== Задание 1 ==
Верните все строки приведенного ниже листинга, содержащие строку «sign». Регистр букв учитывается.
================
Читаем Проза И. А. Бунина. Философия, поэтика, диалоги полностью

Двенадцатилетний мальчик смотрит на спящую в купе попутчицу, остро ощущая ее присутствие рядом, открывая для себя и включая в собственный мир страшные в своей непостижимой притягательности составляющие женского облика: «…все глядел, глядел остановившимися глазами, с пересохшим ртом на эту мальчишески-женскую черную голову, на неподвижное лицо, <…> на темный пушок над полураскрытыми губами, совершенно мучительными в своей притягательности, уже постигал и поглощал все то непередаваемое, что есть в лежащем женском теле, <…> и с страшной яркостью все еще видел мысленно тот ни с чем не сравнимый женский нежный цвет» (9, 189). Его созерцание настолько пропитано и насыщено «чувственным элементом», что как бы снимается различие между внутренним и внешним, сознанием и телом, герой обретает свой первый опыт любви к женщине. Именно так он сам оценивает ту давнюю встречу, называя ее «началом». Финал закрепляет ощущение важности пережитого героем, в нем передана, с одной стороны, волнующая радость приобщения к тайне, а с другой – горькое сожаление об утраченном – теперь уже на всю жизнь – прежнем, милом неведении: «И я покорно <…> закачался по глубокой и беззвучной снежной дороге, <…> закрывая глаза и все еще млея от только что пережитого, смутно и горестно-сладко думая только о нем, а не о том прежнем, милом, что ждало меня дома» (9, 189).

Г. Гачев, пытаясь очертить в одной из своих работ типологию русского Эроса и используя главным образом материал классической литературы прошлого века, делится своими в целом очень верными наблюдениями: «В русской литературе в высшей степени развиты сублимированные, превращенные формы секса, где он выступает как Эрос сердца и духа»; «сквозь всю русскую литературу проходит высокая поэзия неосуществленной любви»; «любовная ситуация распластывается на просторы России, растягивается на путь-дорогу»; «чувственная страсть для русской женщины и для русского мужчины <…> не есть дар Божий, благо, ровное тепло, что обогревает жизнь, то сладостное естественное отправление прекрасного человеческого тела, что постоянно сопутствует зрелому бытию. <…> В России это – событие, не будни, но как раз стихийное бедствие, <…> после которого жить больше нельзя, а остается лишь омут, обрыв, откос, овраг»[234]. Далее он упоминает имя Бунина, соотнося его творчество именно с предложенной типологией.

Действительно, бунинская книга о любви своей философией во многом включена в такую традицию. Достаточно вспомнить, то обилие «дорог» и «просторов», на которые растягиваются сюжеты «Темных аллей», а также катастрофы разрывов любовных отношений в произведении и поэтизацию любви неосуществленной.
================
== Задание 2 ==
Воспроизведите дословно фрагмент отрывка о прозе Бунина: всё от слов «Действительно, бунинская книга» вплоть до слов «поэтизацию любви неосуществленной.» включительно.

== Листинг данных ==
================
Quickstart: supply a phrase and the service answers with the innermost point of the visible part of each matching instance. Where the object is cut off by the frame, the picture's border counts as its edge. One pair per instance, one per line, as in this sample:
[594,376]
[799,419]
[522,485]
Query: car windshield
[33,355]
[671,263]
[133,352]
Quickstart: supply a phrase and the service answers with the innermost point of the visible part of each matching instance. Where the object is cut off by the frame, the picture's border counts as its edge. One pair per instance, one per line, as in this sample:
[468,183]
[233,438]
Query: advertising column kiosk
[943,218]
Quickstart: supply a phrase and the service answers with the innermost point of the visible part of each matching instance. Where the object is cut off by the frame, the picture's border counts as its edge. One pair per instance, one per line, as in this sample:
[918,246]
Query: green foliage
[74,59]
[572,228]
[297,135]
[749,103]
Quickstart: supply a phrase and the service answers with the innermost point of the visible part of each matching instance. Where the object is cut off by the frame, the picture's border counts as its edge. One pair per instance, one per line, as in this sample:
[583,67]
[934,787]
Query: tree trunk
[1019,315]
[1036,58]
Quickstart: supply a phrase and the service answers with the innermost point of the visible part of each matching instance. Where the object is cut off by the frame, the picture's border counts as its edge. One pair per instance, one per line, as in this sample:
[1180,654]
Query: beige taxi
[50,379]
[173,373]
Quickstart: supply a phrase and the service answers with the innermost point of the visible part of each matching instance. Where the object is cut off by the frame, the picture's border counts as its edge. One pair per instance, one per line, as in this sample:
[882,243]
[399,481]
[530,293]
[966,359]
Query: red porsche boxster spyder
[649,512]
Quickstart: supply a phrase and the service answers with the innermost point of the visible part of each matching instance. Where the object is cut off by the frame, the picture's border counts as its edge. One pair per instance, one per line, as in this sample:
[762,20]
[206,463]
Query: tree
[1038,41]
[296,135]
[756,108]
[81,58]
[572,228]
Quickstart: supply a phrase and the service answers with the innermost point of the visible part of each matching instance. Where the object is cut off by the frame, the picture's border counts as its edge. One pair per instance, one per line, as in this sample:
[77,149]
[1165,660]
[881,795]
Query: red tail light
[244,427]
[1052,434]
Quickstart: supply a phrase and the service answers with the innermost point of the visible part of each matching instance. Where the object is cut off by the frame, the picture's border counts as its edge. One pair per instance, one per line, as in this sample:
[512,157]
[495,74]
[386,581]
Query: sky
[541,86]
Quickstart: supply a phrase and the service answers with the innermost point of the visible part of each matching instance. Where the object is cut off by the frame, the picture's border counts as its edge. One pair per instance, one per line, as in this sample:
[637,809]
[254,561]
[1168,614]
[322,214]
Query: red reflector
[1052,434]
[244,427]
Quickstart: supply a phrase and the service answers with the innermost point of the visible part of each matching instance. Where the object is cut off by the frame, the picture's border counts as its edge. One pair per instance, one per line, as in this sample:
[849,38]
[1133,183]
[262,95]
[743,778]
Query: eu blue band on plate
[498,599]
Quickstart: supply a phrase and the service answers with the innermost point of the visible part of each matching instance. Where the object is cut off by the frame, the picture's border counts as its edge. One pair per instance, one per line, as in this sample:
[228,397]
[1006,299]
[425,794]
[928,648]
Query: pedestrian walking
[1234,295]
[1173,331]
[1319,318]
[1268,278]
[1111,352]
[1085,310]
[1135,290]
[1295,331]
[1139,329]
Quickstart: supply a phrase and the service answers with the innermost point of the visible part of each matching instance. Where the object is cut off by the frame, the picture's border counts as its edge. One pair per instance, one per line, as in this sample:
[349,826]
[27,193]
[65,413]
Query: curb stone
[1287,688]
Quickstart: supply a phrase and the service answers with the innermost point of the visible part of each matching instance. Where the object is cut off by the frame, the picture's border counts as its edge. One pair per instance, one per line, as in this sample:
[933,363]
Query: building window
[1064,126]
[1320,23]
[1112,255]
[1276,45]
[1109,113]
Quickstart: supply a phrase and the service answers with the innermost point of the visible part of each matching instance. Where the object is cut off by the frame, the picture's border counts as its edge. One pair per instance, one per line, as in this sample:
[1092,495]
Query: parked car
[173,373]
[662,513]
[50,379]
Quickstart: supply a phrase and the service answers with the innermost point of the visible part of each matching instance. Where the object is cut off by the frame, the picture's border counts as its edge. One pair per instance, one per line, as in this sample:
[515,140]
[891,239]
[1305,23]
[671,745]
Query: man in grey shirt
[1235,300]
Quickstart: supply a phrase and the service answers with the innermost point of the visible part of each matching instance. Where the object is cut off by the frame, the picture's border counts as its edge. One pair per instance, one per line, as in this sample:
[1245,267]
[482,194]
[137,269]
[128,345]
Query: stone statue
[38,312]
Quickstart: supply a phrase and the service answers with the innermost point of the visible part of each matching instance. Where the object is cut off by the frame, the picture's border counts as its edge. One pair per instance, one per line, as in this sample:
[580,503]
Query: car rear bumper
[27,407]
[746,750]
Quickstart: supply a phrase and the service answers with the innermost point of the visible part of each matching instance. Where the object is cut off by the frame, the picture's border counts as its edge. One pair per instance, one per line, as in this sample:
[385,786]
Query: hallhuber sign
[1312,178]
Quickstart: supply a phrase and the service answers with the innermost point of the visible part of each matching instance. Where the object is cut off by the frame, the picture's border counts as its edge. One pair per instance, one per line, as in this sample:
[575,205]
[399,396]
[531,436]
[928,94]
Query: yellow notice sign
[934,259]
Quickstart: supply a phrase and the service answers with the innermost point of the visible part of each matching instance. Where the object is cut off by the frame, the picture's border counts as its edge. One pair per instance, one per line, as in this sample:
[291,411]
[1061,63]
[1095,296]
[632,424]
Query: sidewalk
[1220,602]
================
== Полный ответ 1 ==
Query: hallhuber sign
Query: yellow notice sign

== Полный ответ 2 ==
Действительно, бунинская книга о любви своей философией во многом включена в такую традицию. Достаточно вспомнить, то обилие «дорог» и «просторов», на которые растягиваются сюжеты «Темных аллей», а также катастрофы разрывов любовных отношений в произведении и поэтизацию любви неосуществленной.